- Brief A: Reproduce verbatim the passage of the article on the MCO graduate student's outreach work that starts with the words containing "Her own unexpected" and ends with "their chosen fields.".
- Brief B: Write a continuation of the article on the MCO graduate student's outreach work, beginning after its final sentence.

- Selected extract:
++++++++

MCO STUDENT FINDS CAREER PATH THROUGH OUTREACH

MCO graduate student Christina Saak of the Gibbs Lab loves to teach. The international student from Germany applied to Harvard on a whim, never expecting to be accepted, and certainly not expecting to discover her passion while working on extracurricular and outreach programs for undergraduate and high school students.
“How can you say no to Harvard?” Saak joked. “I honestly applied thinking I had no chance, but then I got an invitation for an interview.”
Her own unexpected road to Harvard inspired her to reach out and help students in similar situations, who may not have seriously considered a career in Cambridge. It was in her second year at Harvard that Saak helped develop a peer mentoring network as part of the Summer Research Opportunities at Harvard (SROH) outreach program. MCO’s branch of the SROH program invites six to nine undergraduates from schools across the U.S., with an emphasis on students from diverse backgrounds. These student scientists work as interns for a ten week stint in MCB labs, getting a feel for what life would be like as a graduate student in their chosen fields.
“For SROH, me and a classmate put together a peer mentoring program, where graduate student from the MCO program are paired up with an intern,” Saak said. “Then every week we have different seminars, for example on how to apply to grad school or how to give scientific talks.”
The mentoring program was implemented in 2013, and returned almost immediate positive results with three of the interns from the 2013 SROH group ending up at MCO.

++++++++

- Data excerpts:
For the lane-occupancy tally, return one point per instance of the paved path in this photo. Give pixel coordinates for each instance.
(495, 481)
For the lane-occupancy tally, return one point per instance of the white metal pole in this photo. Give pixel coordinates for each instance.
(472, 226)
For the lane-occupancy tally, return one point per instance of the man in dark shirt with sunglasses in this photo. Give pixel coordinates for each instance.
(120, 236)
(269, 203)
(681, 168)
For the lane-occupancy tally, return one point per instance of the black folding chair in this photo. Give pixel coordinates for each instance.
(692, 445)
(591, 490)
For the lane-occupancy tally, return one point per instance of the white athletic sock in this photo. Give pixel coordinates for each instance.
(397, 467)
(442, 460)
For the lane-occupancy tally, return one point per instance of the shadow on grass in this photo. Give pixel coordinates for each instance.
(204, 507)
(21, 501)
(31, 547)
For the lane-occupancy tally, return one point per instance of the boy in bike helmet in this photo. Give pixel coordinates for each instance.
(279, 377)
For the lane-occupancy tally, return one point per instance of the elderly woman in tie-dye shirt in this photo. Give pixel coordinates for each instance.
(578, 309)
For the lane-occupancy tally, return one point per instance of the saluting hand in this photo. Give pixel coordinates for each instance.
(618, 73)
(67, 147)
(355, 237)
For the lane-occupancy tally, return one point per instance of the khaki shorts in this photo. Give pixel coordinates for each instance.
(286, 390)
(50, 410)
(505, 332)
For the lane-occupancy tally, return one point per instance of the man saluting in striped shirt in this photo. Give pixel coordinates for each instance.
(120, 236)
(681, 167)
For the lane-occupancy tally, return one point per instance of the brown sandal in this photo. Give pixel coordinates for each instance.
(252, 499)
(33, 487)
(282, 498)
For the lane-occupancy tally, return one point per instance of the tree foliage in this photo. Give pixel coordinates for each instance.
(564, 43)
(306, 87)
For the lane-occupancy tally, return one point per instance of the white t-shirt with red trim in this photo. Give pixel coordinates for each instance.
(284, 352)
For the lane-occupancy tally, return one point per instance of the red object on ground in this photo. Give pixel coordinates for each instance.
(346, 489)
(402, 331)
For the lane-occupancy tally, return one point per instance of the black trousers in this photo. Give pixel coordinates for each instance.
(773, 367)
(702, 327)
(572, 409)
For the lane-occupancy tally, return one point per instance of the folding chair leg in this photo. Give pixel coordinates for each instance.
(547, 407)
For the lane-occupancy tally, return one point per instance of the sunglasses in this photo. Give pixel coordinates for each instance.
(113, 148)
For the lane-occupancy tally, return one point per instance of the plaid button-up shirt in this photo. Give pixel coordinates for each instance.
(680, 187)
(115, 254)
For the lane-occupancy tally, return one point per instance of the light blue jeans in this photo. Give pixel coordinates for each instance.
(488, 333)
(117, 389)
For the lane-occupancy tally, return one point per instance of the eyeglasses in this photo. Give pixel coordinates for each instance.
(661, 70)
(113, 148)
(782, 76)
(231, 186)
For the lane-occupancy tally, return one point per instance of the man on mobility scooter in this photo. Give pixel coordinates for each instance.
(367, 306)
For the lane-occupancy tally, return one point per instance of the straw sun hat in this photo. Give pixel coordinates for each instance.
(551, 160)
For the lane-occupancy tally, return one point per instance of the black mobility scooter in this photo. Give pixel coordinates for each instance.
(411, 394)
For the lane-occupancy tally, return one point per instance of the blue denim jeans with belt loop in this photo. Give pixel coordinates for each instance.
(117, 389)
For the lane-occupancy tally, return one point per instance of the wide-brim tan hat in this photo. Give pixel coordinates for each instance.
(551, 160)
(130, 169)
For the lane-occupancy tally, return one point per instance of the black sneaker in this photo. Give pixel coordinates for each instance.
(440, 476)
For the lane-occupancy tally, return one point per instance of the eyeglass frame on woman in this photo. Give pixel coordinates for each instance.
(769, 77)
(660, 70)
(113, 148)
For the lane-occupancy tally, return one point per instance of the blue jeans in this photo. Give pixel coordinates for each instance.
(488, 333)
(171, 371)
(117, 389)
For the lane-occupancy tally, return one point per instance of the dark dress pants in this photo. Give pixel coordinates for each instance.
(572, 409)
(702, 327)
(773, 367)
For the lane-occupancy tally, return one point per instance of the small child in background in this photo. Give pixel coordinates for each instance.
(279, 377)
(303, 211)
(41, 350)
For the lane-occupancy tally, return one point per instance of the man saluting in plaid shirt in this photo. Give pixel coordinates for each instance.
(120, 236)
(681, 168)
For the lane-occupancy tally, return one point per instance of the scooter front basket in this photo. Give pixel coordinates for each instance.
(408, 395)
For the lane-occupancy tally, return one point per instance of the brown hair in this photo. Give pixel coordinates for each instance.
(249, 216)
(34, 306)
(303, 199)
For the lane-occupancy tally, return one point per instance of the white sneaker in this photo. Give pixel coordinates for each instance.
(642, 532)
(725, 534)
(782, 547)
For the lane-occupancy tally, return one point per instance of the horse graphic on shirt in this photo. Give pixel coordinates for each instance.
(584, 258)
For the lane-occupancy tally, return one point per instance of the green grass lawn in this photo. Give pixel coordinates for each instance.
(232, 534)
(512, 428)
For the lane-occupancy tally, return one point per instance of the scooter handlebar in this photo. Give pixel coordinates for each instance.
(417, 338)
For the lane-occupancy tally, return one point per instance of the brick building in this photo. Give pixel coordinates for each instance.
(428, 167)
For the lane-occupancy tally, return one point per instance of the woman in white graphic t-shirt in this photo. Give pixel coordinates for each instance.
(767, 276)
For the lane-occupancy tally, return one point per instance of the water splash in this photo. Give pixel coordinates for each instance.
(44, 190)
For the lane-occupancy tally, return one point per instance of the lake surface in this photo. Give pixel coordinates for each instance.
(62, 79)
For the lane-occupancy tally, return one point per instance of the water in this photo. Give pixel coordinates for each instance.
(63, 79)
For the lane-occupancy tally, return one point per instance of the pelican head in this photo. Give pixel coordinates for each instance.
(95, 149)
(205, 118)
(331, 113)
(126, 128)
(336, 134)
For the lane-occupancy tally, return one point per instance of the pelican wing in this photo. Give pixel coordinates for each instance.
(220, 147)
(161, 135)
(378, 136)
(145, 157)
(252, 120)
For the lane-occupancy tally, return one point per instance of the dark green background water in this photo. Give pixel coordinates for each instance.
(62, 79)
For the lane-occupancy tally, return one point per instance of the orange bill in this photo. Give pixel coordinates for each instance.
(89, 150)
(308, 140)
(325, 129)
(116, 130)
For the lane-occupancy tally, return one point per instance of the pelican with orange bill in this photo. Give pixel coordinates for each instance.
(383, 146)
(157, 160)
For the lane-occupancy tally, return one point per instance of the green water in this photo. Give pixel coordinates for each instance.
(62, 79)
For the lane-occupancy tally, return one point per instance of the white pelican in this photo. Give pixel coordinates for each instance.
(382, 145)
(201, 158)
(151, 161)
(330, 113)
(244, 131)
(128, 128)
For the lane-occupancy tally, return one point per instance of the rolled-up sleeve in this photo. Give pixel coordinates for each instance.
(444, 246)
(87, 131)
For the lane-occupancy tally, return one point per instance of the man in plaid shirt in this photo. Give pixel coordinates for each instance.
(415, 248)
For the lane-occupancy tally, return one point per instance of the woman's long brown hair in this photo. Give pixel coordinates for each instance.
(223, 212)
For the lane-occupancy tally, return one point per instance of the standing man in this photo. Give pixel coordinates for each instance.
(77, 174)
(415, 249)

++++++++

- Answer section A:
Her own unexpected road to Harvard inspired her to reach out and help students in similar situations, who may not have seriously considered a career in Cambridge. It was in her second year at Harvard that Saak helped develop a peer mentoring network as part of the Summer Research Opportunities at Harvard (SROH) outreach program. MCO’s branch of the SROH program invites six to nine undergraduates from schools across the U.S., with an emphasis on students from diverse backgrounds. These student scientists work as interns for a ten week stint in MCB labs, getting a feel for what life would be like as a graduate student in their chosen fields.

- Answer section B:
Although the peer mentoring program was a success, it was in the Life Sciences Outreach Program that Saak found her calling. Since 2015 Saak has helped run PCR labs for visiting high school students, and in return, the program has helped her solidify her own career goals. She knew she wanted to teach, but before LS Outreach she had not decided between teaching at the college or high school level.
“I just like teaching high school students the best,” she said. “The way I look at it, if someone is already in college, they are already on the right path. When I reflect on who has had the most influence on my career, it’s always my high school teachers. So I feel I can have a bigger impact if I teach high school students.”
The PCR labs are organized to get the students right in on the action, while still giving Saak and the other graduate students the chance to impart their love for science on the visiting high schoolers. Upon arriving at Science Center teaching labs, the students immediately swab their cheeks for cells and are shown how to set up the PCR for DNA fingerprinting, which must then run for about an hour. This gives the MCO students a chance to describe their own paths to science, emphasizing that not everyone took the same route.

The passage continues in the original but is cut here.